WORKING DATA:
►

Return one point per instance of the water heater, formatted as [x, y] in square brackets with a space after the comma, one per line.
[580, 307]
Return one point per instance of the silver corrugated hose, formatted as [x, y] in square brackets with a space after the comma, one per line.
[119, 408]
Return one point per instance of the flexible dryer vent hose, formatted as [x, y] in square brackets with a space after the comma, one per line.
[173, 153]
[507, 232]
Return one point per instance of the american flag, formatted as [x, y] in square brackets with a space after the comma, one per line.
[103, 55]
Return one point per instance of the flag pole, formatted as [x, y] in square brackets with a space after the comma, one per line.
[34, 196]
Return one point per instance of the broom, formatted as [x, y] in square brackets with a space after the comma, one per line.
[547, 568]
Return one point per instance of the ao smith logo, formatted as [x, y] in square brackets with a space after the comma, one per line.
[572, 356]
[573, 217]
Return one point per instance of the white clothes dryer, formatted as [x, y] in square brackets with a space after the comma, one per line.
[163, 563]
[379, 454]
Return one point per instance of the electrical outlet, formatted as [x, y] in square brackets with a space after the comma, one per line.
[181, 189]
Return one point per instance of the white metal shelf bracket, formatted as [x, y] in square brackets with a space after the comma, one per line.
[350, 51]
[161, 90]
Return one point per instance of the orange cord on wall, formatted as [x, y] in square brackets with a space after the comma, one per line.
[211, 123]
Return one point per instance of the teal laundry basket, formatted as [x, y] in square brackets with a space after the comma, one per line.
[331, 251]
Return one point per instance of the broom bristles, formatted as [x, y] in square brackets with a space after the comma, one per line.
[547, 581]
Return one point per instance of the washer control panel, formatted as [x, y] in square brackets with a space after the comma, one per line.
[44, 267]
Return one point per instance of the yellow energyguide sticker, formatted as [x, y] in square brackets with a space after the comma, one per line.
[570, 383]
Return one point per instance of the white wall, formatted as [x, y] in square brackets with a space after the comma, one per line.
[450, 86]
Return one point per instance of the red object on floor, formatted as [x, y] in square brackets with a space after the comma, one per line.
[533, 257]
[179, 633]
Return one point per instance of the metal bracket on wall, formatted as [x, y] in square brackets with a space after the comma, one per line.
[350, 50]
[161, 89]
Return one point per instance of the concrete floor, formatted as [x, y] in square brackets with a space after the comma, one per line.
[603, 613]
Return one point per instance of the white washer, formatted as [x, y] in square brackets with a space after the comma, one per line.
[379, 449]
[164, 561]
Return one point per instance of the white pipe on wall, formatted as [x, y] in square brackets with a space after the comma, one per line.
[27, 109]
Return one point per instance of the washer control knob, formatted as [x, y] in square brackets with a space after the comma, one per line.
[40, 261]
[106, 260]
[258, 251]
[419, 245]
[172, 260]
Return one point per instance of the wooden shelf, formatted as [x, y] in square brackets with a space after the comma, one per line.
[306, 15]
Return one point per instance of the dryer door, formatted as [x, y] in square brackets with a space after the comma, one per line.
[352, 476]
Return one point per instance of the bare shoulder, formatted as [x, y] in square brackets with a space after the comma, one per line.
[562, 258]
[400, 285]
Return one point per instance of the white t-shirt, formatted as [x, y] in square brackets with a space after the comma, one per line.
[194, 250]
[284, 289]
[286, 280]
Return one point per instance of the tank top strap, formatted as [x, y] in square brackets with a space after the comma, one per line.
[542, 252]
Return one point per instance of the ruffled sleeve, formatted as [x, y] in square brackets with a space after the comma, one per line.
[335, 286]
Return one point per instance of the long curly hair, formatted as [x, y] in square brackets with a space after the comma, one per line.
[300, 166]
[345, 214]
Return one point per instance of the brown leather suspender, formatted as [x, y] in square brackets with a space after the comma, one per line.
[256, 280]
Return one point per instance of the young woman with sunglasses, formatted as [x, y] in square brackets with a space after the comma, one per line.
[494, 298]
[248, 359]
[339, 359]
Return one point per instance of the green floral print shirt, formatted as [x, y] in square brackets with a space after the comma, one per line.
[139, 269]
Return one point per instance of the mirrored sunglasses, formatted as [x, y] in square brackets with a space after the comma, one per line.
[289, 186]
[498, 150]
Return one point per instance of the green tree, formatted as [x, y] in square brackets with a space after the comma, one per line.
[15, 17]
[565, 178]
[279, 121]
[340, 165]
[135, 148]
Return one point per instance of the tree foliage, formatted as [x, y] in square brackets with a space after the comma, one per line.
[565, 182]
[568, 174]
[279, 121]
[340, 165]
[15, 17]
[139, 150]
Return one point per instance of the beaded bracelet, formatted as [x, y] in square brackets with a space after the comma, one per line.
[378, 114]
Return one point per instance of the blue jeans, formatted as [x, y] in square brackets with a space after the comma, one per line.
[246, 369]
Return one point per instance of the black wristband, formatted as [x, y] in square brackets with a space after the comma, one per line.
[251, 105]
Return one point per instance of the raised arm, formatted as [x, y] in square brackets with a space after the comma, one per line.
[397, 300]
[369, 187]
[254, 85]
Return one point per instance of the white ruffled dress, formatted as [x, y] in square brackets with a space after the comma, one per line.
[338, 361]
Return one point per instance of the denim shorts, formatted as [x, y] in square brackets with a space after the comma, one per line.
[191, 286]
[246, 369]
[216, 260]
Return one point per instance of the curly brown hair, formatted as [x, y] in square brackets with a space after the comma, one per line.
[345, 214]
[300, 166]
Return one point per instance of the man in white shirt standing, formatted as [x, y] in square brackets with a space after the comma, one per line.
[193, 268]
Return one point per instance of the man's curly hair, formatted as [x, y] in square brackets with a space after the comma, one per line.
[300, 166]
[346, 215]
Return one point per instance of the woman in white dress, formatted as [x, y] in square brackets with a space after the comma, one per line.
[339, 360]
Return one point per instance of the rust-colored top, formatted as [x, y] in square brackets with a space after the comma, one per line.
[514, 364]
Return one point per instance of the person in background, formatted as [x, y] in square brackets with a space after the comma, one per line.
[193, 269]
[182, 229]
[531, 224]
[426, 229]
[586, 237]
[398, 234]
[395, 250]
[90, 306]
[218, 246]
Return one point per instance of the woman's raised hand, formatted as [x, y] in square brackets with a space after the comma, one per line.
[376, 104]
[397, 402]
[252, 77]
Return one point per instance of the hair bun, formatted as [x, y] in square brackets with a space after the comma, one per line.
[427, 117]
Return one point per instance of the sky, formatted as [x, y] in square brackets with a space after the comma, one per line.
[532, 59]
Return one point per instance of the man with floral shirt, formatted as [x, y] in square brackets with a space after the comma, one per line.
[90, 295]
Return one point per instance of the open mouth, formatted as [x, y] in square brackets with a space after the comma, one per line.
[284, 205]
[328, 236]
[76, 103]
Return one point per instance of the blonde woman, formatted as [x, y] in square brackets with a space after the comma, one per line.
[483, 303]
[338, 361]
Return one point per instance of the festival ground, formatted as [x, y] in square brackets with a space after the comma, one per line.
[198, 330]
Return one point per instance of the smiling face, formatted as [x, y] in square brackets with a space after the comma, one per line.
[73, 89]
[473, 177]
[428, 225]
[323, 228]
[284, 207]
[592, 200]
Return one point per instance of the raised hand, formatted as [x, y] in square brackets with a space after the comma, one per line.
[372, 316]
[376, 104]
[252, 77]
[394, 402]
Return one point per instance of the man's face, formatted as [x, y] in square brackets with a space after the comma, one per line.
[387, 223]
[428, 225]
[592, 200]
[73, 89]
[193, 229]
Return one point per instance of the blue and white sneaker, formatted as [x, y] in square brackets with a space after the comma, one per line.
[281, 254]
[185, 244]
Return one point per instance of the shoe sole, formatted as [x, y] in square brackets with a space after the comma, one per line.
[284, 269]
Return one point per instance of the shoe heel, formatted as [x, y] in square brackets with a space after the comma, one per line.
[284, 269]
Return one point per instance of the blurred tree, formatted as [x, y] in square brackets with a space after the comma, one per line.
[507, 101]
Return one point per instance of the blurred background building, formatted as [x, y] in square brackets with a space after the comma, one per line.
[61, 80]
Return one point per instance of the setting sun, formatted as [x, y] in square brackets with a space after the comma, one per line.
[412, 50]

◄

GIVEN EXERCISE: Copy out the material above, starting at the line containing "Return one point per instance of the blurred tree, formatted" and continuing through its final line, with both ends included and nothing changed.

ANSWER TO THIS TASK:
Return one point per instance of the blurred tree, formatted as [x, y] in square brackets with a space after the comma, one per line.
[507, 101]
Return one point per instance of the blurred background building, formatted as [x, y] in square brackets with a space after the comma, one per line.
[61, 80]
Return one point per instance of the setting sun, formatted as [x, y] in square brackets with a space after the comma, one per line.
[412, 50]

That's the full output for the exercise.